━━━ Input for this task ━━━

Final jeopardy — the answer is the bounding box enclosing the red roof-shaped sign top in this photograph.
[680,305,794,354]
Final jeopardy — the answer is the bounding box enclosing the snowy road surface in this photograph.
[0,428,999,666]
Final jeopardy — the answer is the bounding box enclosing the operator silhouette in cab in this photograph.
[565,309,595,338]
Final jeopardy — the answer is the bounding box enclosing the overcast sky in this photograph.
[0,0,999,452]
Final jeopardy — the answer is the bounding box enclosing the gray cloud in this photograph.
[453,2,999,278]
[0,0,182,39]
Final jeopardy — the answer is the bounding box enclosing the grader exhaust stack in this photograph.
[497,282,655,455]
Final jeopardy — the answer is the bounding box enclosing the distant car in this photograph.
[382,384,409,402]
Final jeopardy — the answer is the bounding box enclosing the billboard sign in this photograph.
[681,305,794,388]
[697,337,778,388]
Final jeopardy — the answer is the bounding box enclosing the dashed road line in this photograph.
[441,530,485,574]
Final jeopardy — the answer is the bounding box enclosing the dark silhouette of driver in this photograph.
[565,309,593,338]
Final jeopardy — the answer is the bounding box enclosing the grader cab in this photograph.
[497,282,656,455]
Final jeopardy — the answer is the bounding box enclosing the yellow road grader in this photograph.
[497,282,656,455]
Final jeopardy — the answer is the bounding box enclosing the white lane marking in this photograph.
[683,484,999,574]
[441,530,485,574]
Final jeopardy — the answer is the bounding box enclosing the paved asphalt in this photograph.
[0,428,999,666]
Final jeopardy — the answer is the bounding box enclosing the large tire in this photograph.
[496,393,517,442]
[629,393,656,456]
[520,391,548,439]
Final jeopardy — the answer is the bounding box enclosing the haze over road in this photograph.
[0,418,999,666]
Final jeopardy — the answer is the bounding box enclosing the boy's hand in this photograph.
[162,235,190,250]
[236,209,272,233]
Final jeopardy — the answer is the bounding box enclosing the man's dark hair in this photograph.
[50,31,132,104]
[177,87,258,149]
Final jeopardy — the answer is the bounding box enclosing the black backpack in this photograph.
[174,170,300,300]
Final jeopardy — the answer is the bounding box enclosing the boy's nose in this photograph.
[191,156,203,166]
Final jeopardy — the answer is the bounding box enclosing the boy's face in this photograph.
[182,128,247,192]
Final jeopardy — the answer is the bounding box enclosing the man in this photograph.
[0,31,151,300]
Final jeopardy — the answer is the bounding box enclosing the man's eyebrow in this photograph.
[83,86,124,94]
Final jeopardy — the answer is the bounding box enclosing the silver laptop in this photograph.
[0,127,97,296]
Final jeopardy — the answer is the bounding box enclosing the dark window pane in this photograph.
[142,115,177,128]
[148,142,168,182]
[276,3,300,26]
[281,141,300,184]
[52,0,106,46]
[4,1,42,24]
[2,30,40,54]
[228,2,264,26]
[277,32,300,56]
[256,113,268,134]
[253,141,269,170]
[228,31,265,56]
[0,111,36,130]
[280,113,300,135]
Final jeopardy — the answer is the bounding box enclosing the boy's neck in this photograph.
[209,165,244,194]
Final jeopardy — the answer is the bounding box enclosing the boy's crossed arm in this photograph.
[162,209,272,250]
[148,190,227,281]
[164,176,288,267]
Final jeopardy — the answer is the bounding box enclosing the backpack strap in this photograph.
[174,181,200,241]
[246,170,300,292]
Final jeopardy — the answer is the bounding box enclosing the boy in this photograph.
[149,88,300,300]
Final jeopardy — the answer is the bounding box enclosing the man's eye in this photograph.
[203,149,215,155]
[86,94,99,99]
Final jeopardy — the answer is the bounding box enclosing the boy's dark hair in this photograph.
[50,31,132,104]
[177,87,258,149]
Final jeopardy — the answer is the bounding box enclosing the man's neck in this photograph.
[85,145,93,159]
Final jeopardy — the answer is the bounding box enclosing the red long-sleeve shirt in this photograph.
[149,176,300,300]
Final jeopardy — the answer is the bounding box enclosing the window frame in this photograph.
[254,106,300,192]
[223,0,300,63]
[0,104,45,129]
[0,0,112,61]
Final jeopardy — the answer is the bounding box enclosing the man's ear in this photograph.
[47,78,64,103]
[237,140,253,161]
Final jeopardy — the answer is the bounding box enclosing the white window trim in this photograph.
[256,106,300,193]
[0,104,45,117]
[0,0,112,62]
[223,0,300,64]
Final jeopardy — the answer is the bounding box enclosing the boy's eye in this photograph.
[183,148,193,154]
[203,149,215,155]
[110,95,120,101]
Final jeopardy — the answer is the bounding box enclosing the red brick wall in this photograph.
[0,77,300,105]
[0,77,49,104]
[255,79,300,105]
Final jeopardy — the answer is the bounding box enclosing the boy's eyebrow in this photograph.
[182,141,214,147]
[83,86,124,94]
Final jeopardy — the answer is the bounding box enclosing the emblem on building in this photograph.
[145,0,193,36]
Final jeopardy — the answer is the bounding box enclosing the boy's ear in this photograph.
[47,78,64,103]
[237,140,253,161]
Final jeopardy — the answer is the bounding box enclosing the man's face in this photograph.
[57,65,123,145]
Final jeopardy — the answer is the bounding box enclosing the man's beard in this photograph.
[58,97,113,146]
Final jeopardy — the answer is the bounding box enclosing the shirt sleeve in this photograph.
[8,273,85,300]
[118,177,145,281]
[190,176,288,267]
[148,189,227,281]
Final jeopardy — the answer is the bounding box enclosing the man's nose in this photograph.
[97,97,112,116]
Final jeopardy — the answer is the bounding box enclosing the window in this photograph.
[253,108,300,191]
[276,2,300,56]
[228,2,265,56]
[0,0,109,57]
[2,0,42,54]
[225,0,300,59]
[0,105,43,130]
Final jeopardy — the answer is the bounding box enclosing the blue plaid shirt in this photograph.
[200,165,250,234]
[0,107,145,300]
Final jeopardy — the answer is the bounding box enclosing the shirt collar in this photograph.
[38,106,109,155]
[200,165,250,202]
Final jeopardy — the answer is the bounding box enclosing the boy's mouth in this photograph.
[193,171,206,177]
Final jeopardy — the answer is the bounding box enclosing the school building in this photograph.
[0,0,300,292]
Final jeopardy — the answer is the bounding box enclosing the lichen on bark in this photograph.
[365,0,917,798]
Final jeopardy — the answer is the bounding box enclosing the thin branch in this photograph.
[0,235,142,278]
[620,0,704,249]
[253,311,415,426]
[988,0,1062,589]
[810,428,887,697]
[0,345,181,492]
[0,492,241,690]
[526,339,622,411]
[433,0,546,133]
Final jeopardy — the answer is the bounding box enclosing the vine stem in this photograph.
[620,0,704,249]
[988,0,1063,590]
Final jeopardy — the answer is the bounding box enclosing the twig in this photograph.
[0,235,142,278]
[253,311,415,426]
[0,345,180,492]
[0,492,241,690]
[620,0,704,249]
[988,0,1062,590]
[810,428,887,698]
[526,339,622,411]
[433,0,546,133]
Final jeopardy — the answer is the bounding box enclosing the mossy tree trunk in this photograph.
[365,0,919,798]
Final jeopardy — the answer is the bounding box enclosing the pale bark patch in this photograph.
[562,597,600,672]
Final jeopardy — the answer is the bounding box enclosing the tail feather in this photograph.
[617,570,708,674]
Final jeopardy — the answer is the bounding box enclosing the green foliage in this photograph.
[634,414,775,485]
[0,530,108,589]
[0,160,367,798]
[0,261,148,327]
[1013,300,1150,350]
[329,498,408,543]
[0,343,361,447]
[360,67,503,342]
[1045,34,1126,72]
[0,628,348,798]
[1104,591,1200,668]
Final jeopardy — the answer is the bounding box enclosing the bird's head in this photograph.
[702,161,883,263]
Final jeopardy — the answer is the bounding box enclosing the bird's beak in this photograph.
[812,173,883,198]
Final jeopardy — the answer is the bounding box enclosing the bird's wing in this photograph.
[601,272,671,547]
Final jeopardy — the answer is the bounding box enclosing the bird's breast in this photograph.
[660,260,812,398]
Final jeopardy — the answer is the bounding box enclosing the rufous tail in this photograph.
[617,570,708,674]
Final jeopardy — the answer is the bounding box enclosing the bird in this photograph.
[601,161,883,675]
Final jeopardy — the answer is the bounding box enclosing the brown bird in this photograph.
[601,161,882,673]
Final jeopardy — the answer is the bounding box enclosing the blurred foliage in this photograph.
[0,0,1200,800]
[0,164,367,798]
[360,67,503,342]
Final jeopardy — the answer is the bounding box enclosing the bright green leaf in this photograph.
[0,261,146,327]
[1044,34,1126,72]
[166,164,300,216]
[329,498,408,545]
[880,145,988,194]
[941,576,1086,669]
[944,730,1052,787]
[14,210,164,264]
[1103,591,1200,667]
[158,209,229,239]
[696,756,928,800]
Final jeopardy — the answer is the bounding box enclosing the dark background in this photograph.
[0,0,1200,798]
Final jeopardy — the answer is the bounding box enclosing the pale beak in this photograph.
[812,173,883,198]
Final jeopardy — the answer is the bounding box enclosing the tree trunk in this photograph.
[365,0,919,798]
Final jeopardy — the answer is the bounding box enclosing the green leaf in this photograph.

━━━

What the task asks: Please count the lines in the records above that contain the string "bird", treating uppercase and lowercase as different. Give only the number.

Written response: 6